[Set problem] Switch "bench" to "seat" in the rows that run from the start through the line containing "0,274,176,409", and give those lines again with nothing else changed.

-------- Records to process

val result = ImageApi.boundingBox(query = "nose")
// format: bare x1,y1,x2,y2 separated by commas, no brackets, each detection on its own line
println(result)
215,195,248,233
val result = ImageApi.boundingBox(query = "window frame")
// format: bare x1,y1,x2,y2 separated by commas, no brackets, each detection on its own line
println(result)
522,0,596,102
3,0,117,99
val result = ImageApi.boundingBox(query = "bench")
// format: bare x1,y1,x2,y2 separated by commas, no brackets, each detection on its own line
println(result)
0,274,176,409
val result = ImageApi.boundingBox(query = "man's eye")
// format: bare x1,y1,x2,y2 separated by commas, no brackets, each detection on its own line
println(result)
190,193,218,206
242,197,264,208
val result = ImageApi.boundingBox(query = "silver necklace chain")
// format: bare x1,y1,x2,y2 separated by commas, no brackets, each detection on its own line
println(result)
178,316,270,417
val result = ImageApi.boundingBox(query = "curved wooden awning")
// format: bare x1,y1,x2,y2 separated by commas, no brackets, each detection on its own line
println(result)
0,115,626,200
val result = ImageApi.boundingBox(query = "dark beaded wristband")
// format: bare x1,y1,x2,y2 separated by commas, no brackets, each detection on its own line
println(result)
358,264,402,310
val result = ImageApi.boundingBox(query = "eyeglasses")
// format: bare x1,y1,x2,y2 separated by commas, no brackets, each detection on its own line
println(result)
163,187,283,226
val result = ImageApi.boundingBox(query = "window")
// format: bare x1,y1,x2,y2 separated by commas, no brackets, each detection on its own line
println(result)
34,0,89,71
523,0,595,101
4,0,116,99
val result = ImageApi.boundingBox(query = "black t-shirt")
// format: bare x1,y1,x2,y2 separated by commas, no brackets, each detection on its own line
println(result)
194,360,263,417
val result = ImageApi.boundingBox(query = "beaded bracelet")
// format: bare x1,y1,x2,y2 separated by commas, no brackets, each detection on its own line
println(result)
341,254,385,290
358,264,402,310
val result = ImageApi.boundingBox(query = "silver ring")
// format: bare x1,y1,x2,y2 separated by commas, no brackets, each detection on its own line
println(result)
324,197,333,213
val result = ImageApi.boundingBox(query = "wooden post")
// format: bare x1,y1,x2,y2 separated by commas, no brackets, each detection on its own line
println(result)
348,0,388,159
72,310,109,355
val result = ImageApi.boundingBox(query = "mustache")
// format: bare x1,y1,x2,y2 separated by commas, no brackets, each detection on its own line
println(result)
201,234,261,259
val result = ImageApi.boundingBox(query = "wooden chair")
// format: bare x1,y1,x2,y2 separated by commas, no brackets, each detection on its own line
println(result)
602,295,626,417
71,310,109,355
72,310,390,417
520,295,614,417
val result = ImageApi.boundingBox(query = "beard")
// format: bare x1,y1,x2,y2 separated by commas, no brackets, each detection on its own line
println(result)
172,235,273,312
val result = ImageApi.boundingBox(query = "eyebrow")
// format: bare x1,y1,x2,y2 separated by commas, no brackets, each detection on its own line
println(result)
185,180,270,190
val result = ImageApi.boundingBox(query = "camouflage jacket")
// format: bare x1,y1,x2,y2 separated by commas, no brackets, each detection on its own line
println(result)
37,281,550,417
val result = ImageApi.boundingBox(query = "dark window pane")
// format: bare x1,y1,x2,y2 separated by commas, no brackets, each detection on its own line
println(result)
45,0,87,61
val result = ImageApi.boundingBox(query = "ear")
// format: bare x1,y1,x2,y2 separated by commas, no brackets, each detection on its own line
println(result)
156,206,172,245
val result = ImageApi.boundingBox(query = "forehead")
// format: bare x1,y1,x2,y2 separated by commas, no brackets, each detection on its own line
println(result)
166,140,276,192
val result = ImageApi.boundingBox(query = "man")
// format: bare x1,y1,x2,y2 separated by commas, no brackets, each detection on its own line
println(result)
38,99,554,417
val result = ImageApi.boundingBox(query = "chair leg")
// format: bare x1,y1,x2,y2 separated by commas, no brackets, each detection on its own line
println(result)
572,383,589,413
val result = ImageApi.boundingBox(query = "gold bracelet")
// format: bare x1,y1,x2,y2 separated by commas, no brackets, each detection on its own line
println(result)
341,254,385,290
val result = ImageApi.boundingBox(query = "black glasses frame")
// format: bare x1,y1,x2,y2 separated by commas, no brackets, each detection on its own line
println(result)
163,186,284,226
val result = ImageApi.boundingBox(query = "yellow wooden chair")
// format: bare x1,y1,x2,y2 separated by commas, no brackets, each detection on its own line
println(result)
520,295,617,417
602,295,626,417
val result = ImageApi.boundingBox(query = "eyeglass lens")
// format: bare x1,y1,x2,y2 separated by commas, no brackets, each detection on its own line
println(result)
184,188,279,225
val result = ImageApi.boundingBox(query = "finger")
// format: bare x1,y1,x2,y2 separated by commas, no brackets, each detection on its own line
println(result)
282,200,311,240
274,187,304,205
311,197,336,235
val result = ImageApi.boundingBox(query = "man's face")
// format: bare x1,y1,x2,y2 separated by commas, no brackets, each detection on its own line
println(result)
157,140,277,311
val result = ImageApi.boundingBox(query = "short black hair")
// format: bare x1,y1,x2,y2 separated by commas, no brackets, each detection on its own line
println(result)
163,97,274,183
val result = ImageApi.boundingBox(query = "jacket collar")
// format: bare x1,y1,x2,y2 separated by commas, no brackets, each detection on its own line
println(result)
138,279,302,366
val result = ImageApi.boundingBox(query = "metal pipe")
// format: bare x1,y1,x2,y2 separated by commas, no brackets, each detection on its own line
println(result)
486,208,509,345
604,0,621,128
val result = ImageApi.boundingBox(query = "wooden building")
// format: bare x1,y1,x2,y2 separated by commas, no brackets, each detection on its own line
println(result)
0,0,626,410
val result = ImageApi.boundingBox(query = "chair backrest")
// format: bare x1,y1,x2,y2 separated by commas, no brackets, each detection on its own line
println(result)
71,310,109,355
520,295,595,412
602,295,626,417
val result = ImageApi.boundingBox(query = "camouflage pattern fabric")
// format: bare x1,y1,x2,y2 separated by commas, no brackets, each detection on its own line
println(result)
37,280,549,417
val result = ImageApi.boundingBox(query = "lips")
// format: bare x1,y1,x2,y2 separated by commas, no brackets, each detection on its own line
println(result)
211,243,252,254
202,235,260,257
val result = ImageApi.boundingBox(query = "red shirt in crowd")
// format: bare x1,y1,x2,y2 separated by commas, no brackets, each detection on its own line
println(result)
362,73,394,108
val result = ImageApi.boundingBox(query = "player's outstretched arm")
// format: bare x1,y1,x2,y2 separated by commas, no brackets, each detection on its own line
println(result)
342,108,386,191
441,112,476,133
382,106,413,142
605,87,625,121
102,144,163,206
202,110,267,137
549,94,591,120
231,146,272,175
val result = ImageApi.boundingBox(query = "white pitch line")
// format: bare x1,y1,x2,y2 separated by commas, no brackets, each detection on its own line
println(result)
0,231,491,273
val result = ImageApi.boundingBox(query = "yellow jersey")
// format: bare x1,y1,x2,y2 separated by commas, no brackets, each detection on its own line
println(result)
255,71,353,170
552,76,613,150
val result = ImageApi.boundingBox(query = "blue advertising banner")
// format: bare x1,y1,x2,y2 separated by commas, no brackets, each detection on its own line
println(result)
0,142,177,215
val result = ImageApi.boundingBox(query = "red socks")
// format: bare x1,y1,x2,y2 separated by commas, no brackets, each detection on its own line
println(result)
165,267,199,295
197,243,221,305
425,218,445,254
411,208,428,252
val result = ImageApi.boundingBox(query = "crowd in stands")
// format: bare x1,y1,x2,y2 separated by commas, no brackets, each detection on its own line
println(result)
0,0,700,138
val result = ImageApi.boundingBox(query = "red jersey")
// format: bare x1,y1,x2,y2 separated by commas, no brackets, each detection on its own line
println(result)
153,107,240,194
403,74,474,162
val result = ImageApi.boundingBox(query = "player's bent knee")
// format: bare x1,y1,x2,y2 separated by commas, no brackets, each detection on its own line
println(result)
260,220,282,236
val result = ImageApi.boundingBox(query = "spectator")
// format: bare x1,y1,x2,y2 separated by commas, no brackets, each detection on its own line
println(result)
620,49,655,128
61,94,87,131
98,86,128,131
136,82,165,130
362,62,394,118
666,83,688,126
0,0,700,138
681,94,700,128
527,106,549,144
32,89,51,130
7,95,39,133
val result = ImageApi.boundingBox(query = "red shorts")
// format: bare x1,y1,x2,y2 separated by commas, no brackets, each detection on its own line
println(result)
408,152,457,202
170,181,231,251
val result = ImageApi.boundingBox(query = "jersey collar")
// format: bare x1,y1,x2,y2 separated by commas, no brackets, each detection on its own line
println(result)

----------------

[Reply to the task]
val result = ImageApi.boundingBox(query = "nose")
// format: bare x1,y1,x2,y2 separated by commas, no brackets, each detection on its own line
println(result)
215,195,248,233
val result = ImageApi.boundingBox(query = "window frame")
// format: bare x1,y1,x2,y2 separated by commas, no brackets, each detection on its own line
println(result)
522,0,596,102
3,0,117,99
val result = ImageApi.boundingBox(query = "seat")
// format: bare x1,y1,x2,y2 separated by commas, no brackets, each detection on its own line
println(result)
0,274,176,409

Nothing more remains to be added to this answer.